How Vibe code is killing open source
I don't agree with this article. Interesting as it is.

“Vibe coding” here is defined as software development that is assisted by an LLM-backed chatbot, where the developer asks the chatbot to effectively write the code for them. Arguably this turns the developer into more of a customer/client of the chatbot, with no requirement for the former to understand what the latter’s code does, just that what is generated does the thing that the chatbot was asked to create.
That paragraph is so wrong IMHO. You can't trust the AI as its prompt driven, which infers that if the prompt is incomplete or wrong, the code it generates is also wrong.
So how do you know that the code is wrong because you need to be able to read it, and test the end results implying that the developer is not just the customer/client but the developer. He or she needs to know what they are doing, and is the one setting the goals to be achieved.
I have been led up the garden path so many times only to find that the code produced via the LLM is incomplete or I have overlooked problems that I was not aware of at time of generation, or the LLM has limited or outdated (common) data, on which to base its conclusions.
It’s also a topic that is highly controversial, ever since Microsoft launched GitHub Copilot in 2021. Since then, we saw reports in 2024 that ‘vibe coding’ using Copilot and similar chatbots offered no real benefits unless adding 41% more bugs is a measure of success.
This I agree with and I have no argument with the rest of the article. It's not my fault that Copilot for GitHub is faulty. The solution is to simply change your LLM to say - Claude, which in the fortnight I have been using it is significantly better, or continuously query the results of the LLM mentioned. The quoted paragraph also proves that the developer had to read and understand the bugs the LLM introduced.
I use Claude to increase my productivity in relation to writing code, proofing code, speed up research, explaining topics I don't fully understand. This is not limited to just coding.
I have not fully digested the following link, but it's an eye opener.
The creator of Claude Code just revealed his workflow, and developers are losing their minds
"If you're not reading the Claude Code best practices straight from its creator, you're behind as a programmer," wrote Jeff Tang, a prominent voice in the developer community. Kyle McNease, another industry observer, went further, declaring that with Cherny's "game-changing updates," Anthropic is "on fire," potentially facing "their ChatGPT moment."
The excitement stems from a paradox: Cherny's workflow is surprisingly simple, yet it allows a single human to operate with the output capacity of a small engineering department. As one user noted on X after implementing Cherny's setup, the experience "feels more like Starcraft" than traditional coding — a shift from typing syntax to commanding autonomous units.

____________________

> _WHAT TO PRODUCE_
Rewrite the section of the vibe-coding post starting with "I have been led" and going on through "base its conclusions.", changing "garden path" to "wrong track".

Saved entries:
____________________

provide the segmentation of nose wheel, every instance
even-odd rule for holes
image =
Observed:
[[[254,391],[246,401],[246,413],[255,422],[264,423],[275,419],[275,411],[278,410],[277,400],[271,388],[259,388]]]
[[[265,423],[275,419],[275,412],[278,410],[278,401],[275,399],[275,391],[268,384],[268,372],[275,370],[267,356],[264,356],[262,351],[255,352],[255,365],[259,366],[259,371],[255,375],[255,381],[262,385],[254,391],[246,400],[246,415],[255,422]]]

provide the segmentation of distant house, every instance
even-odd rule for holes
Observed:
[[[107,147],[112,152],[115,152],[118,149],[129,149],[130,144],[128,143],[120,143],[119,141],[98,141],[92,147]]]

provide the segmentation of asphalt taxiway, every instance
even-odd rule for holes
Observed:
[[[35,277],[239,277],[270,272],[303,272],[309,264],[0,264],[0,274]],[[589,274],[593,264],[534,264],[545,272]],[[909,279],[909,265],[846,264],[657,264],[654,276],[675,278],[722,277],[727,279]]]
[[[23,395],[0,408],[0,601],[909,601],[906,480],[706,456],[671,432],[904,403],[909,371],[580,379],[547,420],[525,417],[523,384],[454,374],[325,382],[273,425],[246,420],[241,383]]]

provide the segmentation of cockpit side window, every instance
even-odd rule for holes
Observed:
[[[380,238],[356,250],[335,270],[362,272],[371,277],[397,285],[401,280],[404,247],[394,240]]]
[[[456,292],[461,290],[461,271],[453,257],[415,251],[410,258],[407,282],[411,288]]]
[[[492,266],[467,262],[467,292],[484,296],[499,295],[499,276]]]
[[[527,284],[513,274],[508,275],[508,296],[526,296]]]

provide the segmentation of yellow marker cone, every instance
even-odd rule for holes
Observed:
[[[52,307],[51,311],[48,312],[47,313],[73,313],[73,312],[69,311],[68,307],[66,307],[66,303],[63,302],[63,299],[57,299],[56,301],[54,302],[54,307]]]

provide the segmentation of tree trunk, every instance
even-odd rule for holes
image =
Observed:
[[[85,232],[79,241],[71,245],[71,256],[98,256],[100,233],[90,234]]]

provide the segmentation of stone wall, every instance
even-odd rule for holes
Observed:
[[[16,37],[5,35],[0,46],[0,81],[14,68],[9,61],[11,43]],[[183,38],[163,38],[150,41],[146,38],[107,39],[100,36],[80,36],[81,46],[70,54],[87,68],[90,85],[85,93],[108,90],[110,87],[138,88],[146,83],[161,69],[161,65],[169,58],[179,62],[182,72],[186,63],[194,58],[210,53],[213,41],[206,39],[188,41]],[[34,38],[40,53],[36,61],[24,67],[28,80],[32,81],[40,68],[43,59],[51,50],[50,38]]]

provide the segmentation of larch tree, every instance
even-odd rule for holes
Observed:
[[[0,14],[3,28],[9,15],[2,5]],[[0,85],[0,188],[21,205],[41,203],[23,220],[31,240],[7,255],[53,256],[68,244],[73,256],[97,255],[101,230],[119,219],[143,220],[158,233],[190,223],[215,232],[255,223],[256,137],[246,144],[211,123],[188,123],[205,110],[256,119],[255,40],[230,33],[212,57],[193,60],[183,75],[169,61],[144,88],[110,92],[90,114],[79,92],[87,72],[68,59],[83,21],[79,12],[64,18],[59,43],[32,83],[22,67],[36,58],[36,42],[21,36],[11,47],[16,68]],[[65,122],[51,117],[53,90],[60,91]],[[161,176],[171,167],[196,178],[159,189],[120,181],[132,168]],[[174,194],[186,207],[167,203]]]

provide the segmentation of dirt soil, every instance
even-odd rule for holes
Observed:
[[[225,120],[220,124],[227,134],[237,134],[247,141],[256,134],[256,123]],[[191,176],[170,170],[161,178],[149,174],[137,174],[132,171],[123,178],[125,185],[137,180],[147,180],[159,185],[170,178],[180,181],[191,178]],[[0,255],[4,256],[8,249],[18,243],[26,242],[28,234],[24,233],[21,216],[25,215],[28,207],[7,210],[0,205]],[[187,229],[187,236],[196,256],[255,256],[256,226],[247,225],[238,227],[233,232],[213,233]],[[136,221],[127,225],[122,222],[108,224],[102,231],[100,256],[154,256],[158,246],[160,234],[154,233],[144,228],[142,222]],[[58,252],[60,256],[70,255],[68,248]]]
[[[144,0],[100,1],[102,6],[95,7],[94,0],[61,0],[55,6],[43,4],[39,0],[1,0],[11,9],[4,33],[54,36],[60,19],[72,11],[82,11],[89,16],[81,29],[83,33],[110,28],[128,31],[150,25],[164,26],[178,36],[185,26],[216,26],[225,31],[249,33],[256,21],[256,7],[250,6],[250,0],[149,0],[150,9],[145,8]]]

____________________

> _REPLY_
I have been led up the wrong track so many times only to find that the code produced via the LLM is incomplete or I have overlooked problems that I was not aware of at time of generation, or the LLM has limited or outdated (common) data, on which to base its conclusions.